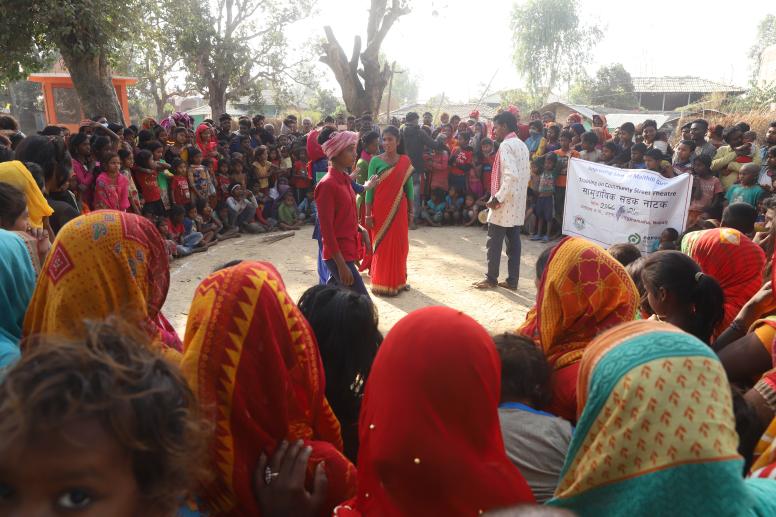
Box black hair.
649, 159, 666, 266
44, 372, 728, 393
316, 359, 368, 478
691, 119, 709, 131
679, 139, 697, 152
642, 119, 657, 130
735, 122, 751, 133
625, 257, 651, 316
603, 141, 619, 153
135, 149, 153, 169
607, 243, 642, 267
68, 132, 89, 157
218, 113, 232, 122
769, 145, 776, 157
722, 202, 757, 235
723, 126, 742, 143
641, 251, 724, 344
528, 120, 543, 131
681, 122, 692, 130
91, 135, 111, 156
535, 244, 556, 279
654, 131, 668, 142
297, 285, 381, 460
137, 129, 154, 146
172, 127, 187, 136
38, 125, 65, 136
493, 334, 551, 407
547, 124, 561, 138
581, 131, 599, 145
0, 182, 26, 229
382, 125, 400, 140
187, 146, 202, 159
645, 148, 664, 162
14, 135, 72, 189
543, 153, 558, 166
631, 142, 648, 154
693, 154, 712, 169
620, 122, 636, 134
0, 145, 12, 163
144, 140, 163, 154
710, 124, 724, 138
317, 126, 337, 145
24, 163, 45, 190
170, 157, 185, 170
662, 227, 679, 241
123, 127, 136, 138
559, 129, 575, 141
170, 205, 186, 218
493, 111, 519, 133
118, 148, 132, 161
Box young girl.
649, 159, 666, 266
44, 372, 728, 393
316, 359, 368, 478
0, 319, 208, 516
187, 147, 213, 202
215, 158, 232, 206
229, 158, 248, 190
544, 124, 561, 153
688, 155, 724, 228
462, 193, 480, 227
268, 146, 281, 169
146, 140, 173, 211
448, 133, 473, 194
118, 149, 142, 214
290, 148, 311, 204
672, 140, 696, 175
252, 146, 272, 194
133, 150, 164, 217
601, 141, 619, 166
69, 133, 95, 210
532, 154, 556, 243
641, 250, 724, 344
93, 152, 130, 211
524, 121, 546, 160
277, 191, 302, 230
170, 158, 192, 209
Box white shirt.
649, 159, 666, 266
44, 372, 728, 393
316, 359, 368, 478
487, 135, 531, 227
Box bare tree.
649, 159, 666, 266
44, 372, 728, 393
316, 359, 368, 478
320, 0, 409, 116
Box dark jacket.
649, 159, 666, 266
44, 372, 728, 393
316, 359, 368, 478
400, 122, 446, 174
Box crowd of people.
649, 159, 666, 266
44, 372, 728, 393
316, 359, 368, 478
4, 104, 776, 515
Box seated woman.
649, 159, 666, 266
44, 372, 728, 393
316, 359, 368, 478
297, 284, 382, 462
0, 230, 36, 369
180, 261, 356, 516
640, 250, 725, 344
518, 237, 639, 423
549, 320, 776, 515
22, 211, 183, 359
682, 227, 766, 338
334, 307, 535, 514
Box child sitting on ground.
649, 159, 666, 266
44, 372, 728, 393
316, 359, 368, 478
226, 183, 263, 234
422, 188, 446, 227
277, 191, 302, 230
531, 154, 556, 243
495, 333, 572, 504
297, 190, 317, 225
0, 319, 208, 516
444, 186, 464, 225
186, 204, 216, 247
462, 193, 480, 227
672, 140, 696, 175
168, 205, 205, 255
726, 163, 765, 208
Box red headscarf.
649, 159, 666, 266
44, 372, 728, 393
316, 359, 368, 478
181, 261, 356, 516
684, 228, 766, 336
335, 307, 535, 516
195, 123, 218, 169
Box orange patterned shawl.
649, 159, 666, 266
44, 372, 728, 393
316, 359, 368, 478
518, 237, 639, 369
22, 210, 181, 359
180, 261, 356, 516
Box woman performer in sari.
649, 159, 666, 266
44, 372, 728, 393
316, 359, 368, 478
23, 211, 182, 360
549, 320, 776, 516
518, 237, 639, 422
180, 261, 356, 516
364, 126, 414, 297
682, 227, 766, 338
334, 307, 535, 515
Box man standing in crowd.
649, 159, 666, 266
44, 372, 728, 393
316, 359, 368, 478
475, 111, 530, 291
761, 121, 776, 184
400, 111, 448, 229
217, 113, 232, 144
690, 119, 718, 160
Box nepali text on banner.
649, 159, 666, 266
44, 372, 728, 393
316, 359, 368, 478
562, 158, 693, 253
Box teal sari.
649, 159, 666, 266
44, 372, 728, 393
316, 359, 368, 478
548, 320, 776, 516
0, 229, 36, 369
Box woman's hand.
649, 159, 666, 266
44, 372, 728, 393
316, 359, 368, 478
254, 440, 328, 517
365, 216, 374, 230
737, 281, 776, 328
364, 175, 379, 190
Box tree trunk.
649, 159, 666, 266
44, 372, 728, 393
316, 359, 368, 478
59, 49, 124, 124
208, 80, 228, 120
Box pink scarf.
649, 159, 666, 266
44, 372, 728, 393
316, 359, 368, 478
490, 132, 517, 195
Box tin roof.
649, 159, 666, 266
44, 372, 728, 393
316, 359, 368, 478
632, 76, 744, 94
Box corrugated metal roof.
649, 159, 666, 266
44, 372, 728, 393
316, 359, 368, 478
539, 102, 600, 120
384, 103, 498, 120
632, 76, 745, 93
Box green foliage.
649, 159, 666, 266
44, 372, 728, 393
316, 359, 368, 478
510, 0, 601, 106
749, 14, 776, 80
569, 64, 637, 109
313, 89, 343, 116
723, 82, 776, 112
499, 89, 534, 113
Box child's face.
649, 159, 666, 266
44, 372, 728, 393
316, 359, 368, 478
306, 191, 314, 201
482, 143, 493, 154
152, 148, 163, 161
464, 196, 475, 207
172, 212, 184, 224
559, 136, 571, 149
581, 140, 595, 152
768, 153, 776, 168
121, 155, 134, 169
602, 147, 614, 161
692, 160, 708, 175
676, 143, 692, 162
176, 163, 187, 176
175, 131, 188, 145
284, 195, 295, 206
190, 153, 202, 165
366, 140, 380, 155
644, 156, 659, 171
0, 419, 144, 516
234, 162, 244, 173
202, 206, 212, 218
187, 207, 197, 219
448, 187, 457, 197
740, 170, 757, 185
106, 156, 121, 174
457, 134, 467, 146
157, 129, 168, 142
299, 150, 307, 161
218, 163, 229, 174
258, 151, 267, 162
631, 150, 644, 163
544, 158, 555, 172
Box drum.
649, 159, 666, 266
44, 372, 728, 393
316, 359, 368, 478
478, 209, 489, 224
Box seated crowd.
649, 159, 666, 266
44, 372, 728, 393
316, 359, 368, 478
3, 110, 776, 515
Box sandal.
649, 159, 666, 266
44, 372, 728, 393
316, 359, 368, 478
473, 280, 497, 289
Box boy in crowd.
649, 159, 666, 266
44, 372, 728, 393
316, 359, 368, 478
673, 140, 696, 175
578, 131, 601, 163
726, 163, 765, 208
613, 122, 636, 167
551, 130, 579, 233
628, 143, 647, 169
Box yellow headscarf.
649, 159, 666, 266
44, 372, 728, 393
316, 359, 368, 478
0, 161, 53, 228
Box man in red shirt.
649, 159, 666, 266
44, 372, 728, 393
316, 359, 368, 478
314, 130, 370, 297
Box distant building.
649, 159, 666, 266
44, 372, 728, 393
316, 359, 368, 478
632, 77, 745, 111
382, 102, 498, 123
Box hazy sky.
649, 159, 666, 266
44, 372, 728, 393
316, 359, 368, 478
290, 0, 774, 103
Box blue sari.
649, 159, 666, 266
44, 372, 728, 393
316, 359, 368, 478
0, 230, 36, 369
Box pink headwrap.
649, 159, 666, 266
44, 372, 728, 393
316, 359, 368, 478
507, 105, 520, 116
321, 131, 358, 160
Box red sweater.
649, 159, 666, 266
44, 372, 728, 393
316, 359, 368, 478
314, 166, 358, 261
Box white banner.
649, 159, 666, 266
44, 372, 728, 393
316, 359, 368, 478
562, 158, 693, 253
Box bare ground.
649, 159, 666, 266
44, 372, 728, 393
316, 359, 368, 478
162, 225, 544, 336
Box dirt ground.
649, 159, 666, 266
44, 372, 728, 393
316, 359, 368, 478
163, 225, 544, 336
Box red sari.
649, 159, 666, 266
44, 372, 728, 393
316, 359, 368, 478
367, 155, 413, 296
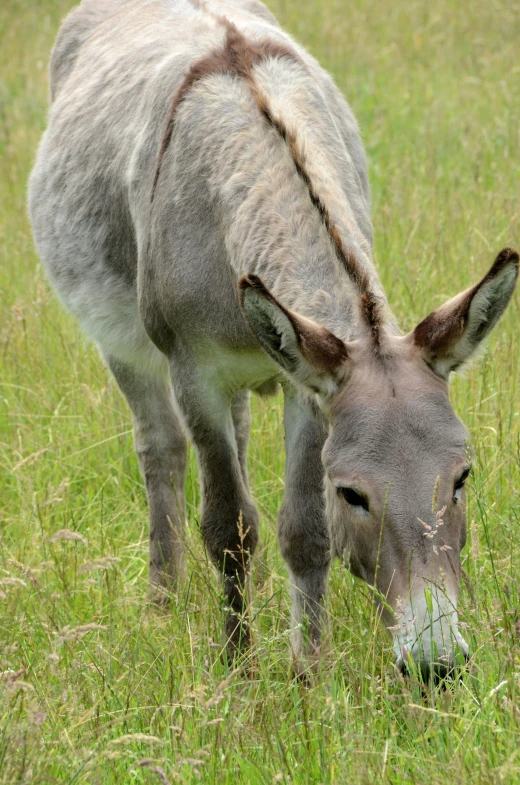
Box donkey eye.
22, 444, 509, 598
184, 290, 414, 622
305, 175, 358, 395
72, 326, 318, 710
454, 468, 470, 490
453, 468, 470, 503
339, 487, 369, 512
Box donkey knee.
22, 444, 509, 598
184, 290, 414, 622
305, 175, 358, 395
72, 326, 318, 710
134, 422, 187, 483
278, 501, 331, 576
201, 499, 259, 573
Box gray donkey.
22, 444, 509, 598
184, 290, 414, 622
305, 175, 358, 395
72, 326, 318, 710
30, 0, 518, 679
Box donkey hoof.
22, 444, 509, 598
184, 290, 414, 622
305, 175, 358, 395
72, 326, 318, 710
224, 614, 254, 659
147, 581, 175, 609
291, 662, 313, 685
148, 561, 185, 600
290, 645, 323, 684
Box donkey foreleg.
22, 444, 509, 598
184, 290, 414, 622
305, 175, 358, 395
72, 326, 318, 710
278, 386, 331, 673
169, 353, 259, 656
105, 356, 187, 597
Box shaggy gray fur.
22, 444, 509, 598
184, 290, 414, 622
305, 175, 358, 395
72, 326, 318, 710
30, 0, 518, 674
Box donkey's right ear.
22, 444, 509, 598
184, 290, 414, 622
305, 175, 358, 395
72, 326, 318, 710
411, 248, 518, 378
239, 275, 348, 397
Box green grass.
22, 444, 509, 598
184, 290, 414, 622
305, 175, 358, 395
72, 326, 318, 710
1, 0, 519, 782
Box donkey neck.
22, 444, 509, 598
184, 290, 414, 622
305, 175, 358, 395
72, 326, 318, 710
152, 15, 397, 343
214, 100, 396, 343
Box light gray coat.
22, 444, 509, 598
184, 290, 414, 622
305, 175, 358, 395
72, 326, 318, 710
30, 0, 518, 678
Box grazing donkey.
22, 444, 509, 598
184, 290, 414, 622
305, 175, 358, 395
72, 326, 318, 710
30, 0, 518, 678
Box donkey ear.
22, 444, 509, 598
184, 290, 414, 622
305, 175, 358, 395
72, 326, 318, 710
239, 275, 348, 397
412, 248, 519, 378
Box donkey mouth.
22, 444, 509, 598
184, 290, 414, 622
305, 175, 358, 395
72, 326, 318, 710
397, 655, 470, 685
395, 638, 470, 684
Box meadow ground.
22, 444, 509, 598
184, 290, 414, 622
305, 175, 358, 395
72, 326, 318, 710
1, 0, 519, 782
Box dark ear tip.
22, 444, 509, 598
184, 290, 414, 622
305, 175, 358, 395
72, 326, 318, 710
492, 247, 519, 275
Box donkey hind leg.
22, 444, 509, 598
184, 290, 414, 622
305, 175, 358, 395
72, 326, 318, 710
105, 356, 187, 598
169, 355, 259, 656
278, 385, 331, 672
231, 390, 252, 488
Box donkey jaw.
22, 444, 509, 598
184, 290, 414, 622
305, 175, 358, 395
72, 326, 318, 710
390, 585, 469, 677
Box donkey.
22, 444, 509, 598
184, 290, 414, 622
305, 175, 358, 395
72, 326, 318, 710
29, 0, 518, 679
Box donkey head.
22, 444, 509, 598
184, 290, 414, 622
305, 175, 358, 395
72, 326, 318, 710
240, 248, 518, 679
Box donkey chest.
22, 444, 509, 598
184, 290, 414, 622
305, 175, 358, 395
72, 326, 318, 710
193, 345, 283, 398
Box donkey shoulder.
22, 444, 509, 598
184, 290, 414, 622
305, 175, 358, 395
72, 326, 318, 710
49, 0, 279, 103
50, 0, 131, 101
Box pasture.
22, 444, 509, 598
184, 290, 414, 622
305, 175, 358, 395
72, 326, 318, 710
1, 0, 519, 782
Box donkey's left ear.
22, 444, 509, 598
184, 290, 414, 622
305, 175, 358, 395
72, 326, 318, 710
412, 248, 518, 378
239, 274, 348, 397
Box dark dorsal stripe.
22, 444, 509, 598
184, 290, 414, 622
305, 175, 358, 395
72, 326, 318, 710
151, 13, 382, 343
151, 20, 295, 200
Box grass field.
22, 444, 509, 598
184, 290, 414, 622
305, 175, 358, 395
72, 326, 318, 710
1, 0, 519, 782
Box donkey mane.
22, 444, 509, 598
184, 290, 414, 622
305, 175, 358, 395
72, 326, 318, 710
152, 4, 383, 345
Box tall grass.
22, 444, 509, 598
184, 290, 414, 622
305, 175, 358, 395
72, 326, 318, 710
0, 0, 519, 782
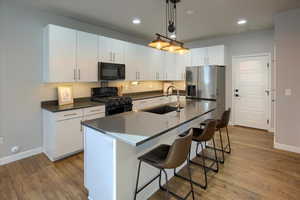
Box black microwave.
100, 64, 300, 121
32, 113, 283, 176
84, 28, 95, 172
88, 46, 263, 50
98, 62, 125, 80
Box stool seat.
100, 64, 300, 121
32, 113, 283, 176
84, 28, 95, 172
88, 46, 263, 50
138, 144, 170, 168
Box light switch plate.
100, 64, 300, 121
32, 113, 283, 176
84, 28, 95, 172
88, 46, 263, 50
285, 89, 292, 96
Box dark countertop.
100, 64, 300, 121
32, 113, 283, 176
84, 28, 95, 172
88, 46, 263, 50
41, 90, 186, 113
41, 97, 105, 113
123, 90, 186, 100
82, 99, 216, 146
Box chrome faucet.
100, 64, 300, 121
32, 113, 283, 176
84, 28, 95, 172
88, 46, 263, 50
166, 85, 181, 112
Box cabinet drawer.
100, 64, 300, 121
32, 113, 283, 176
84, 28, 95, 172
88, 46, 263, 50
55, 109, 83, 121
83, 106, 105, 115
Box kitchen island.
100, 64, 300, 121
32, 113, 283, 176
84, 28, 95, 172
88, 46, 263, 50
82, 99, 216, 200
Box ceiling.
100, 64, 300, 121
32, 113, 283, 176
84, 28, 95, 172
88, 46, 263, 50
22, 0, 300, 42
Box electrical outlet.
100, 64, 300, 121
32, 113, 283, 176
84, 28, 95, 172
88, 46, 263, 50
0, 137, 4, 144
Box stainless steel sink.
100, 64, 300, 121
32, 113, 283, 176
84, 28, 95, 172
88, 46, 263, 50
142, 105, 183, 115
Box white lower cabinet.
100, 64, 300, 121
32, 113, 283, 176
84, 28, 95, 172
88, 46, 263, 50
43, 106, 105, 161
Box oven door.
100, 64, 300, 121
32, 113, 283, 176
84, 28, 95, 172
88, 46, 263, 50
99, 62, 125, 80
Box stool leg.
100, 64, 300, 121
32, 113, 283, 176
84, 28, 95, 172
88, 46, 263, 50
226, 126, 231, 153
134, 160, 142, 200
200, 143, 208, 189
187, 159, 195, 200
212, 138, 219, 172
218, 129, 225, 164
162, 169, 170, 199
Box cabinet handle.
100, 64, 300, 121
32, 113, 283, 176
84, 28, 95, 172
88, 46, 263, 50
80, 120, 83, 132
110, 52, 112, 61
113, 53, 116, 62
74, 69, 76, 80
78, 69, 81, 80
89, 109, 101, 113
64, 113, 77, 117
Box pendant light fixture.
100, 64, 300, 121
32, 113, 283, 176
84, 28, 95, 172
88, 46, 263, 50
148, 0, 189, 54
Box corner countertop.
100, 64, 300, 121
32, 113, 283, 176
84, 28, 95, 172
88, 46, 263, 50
41, 98, 105, 113
82, 99, 216, 146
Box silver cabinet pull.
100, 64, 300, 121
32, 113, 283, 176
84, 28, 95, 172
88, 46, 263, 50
89, 109, 101, 113
64, 113, 77, 117
113, 52, 116, 62
78, 69, 81, 80
80, 120, 83, 132
74, 69, 76, 80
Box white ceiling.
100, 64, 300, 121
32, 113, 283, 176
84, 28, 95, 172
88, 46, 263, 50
22, 0, 300, 42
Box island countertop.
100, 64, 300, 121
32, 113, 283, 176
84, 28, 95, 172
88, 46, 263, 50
82, 99, 216, 146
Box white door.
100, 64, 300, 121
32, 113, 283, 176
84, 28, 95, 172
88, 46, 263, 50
233, 55, 270, 130
77, 31, 98, 82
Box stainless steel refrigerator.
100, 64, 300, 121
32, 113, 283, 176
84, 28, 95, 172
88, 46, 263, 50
186, 65, 225, 118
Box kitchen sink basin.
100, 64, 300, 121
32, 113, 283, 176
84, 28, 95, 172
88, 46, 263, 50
143, 105, 183, 115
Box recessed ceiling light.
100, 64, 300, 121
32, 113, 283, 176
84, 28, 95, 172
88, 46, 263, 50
132, 18, 141, 25
186, 10, 195, 15
237, 19, 247, 25
170, 33, 176, 39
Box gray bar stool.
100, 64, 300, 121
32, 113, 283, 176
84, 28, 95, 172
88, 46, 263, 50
204, 108, 232, 163
134, 130, 195, 200
174, 120, 219, 189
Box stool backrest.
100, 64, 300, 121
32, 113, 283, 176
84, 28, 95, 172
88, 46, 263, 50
219, 108, 231, 128
195, 120, 217, 142
162, 129, 193, 169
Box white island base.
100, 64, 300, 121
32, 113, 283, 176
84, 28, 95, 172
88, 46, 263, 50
84, 113, 212, 200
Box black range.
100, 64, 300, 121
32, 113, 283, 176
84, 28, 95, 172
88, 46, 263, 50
91, 87, 132, 116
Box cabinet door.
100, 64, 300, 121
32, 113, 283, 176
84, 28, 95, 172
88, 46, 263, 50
138, 46, 151, 80
111, 38, 125, 64
207, 45, 225, 65
55, 117, 83, 157
191, 48, 207, 66
176, 52, 191, 80
124, 42, 139, 80
84, 113, 105, 121
148, 48, 163, 80
45, 25, 77, 82
164, 52, 177, 80
77, 31, 98, 82
99, 36, 113, 63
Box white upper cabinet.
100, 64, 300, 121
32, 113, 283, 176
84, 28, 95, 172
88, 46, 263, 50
99, 36, 125, 64
176, 52, 191, 80
191, 48, 207, 66
190, 45, 225, 66
77, 31, 98, 82
164, 52, 177, 81
207, 45, 225, 65
44, 24, 77, 82
148, 48, 163, 80
124, 42, 140, 81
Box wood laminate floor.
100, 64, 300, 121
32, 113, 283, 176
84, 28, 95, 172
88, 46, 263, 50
1, 126, 300, 200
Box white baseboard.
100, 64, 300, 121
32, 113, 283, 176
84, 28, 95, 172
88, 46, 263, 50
0, 147, 42, 166
274, 142, 300, 154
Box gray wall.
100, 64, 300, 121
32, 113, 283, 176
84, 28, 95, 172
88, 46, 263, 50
274, 9, 300, 148
0, 0, 148, 159
186, 29, 275, 128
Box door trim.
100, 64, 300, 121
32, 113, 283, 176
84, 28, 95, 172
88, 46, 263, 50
231, 53, 272, 131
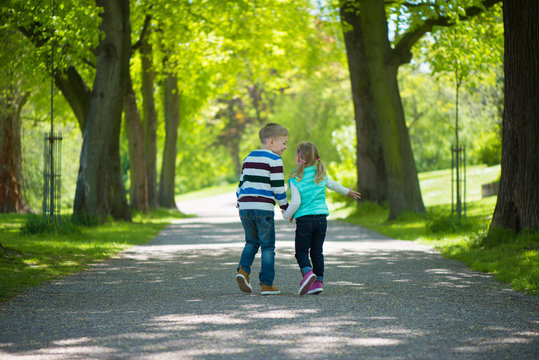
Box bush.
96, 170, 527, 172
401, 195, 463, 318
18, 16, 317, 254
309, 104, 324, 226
71, 212, 103, 227
426, 213, 474, 233
21, 214, 80, 235
475, 130, 502, 166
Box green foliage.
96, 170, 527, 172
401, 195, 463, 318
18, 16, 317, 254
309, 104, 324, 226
1, 0, 101, 84
392, 2, 504, 173
474, 129, 502, 165
425, 213, 474, 233
20, 214, 80, 235
399, 67, 503, 172
414, 2, 503, 87
264, 70, 355, 185
175, 112, 236, 194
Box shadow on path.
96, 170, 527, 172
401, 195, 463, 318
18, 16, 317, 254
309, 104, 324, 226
1, 194, 538, 359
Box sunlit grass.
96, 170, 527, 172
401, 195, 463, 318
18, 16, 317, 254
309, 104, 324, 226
339, 164, 538, 295
0, 210, 184, 301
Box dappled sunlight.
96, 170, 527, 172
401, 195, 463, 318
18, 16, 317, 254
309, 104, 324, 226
331, 280, 364, 288
454, 333, 538, 354
148, 314, 248, 327
347, 337, 402, 346
247, 308, 317, 319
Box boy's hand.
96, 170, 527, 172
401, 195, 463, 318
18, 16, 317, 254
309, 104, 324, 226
347, 188, 361, 200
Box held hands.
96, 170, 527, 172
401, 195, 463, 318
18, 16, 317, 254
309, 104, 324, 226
281, 209, 295, 223
347, 187, 361, 200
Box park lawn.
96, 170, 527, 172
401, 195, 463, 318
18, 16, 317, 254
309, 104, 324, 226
0, 209, 183, 302
340, 164, 539, 296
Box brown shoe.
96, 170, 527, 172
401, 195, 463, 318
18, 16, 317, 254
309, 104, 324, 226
236, 266, 253, 293
260, 282, 280, 295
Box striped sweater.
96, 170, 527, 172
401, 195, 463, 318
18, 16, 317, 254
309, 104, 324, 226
236, 149, 289, 211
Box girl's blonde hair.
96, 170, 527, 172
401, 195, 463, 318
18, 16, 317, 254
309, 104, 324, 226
290, 141, 327, 184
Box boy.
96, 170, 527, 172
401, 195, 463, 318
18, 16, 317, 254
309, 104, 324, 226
235, 123, 289, 295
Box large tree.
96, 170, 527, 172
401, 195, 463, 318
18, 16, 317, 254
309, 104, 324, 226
73, 0, 131, 221
139, 14, 159, 209
159, 72, 180, 208
490, 0, 539, 233
124, 73, 149, 213
0, 81, 30, 214
340, 2, 386, 204
123, 12, 153, 213
339, 0, 501, 219
0, 28, 31, 214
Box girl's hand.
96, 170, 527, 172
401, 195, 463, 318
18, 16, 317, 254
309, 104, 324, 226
347, 188, 361, 200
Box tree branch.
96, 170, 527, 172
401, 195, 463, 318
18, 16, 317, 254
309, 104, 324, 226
392, 0, 501, 66
17, 20, 92, 131
132, 14, 152, 53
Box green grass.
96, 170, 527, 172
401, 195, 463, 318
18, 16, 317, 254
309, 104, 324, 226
340, 164, 539, 296
0, 208, 185, 302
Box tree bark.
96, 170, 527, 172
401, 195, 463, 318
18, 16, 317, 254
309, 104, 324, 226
158, 73, 180, 209
141, 30, 158, 209
73, 0, 131, 222
340, 1, 387, 203
124, 73, 149, 213
490, 0, 539, 232
0, 83, 31, 213
351, 0, 425, 219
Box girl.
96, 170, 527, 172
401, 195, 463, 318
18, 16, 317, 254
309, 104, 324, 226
282, 142, 361, 295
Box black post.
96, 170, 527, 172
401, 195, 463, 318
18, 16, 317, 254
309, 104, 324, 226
49, 0, 55, 219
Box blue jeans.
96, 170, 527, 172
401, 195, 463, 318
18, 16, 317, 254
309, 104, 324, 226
238, 209, 276, 285
295, 215, 327, 282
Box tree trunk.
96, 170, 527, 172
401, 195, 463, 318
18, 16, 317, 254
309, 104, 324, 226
0, 84, 31, 213
490, 0, 539, 232
124, 73, 149, 213
340, 1, 387, 203
158, 73, 180, 209
357, 0, 425, 219
141, 30, 158, 209
73, 0, 131, 222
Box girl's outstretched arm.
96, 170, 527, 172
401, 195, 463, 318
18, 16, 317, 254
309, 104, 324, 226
327, 178, 361, 199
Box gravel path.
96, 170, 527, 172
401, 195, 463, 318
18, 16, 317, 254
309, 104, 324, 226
1, 193, 538, 359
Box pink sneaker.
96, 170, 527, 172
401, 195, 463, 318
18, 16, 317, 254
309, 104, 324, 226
307, 280, 323, 295
298, 270, 316, 295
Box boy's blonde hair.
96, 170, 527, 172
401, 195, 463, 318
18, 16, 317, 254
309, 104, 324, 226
259, 123, 289, 143
290, 141, 327, 184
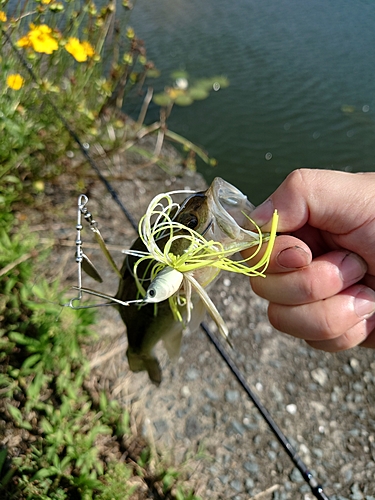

____________________

What needs to be done
Pull every line containing "sweater" out of the material and copy it.

Result
Box red sweater.
Box striped sweater.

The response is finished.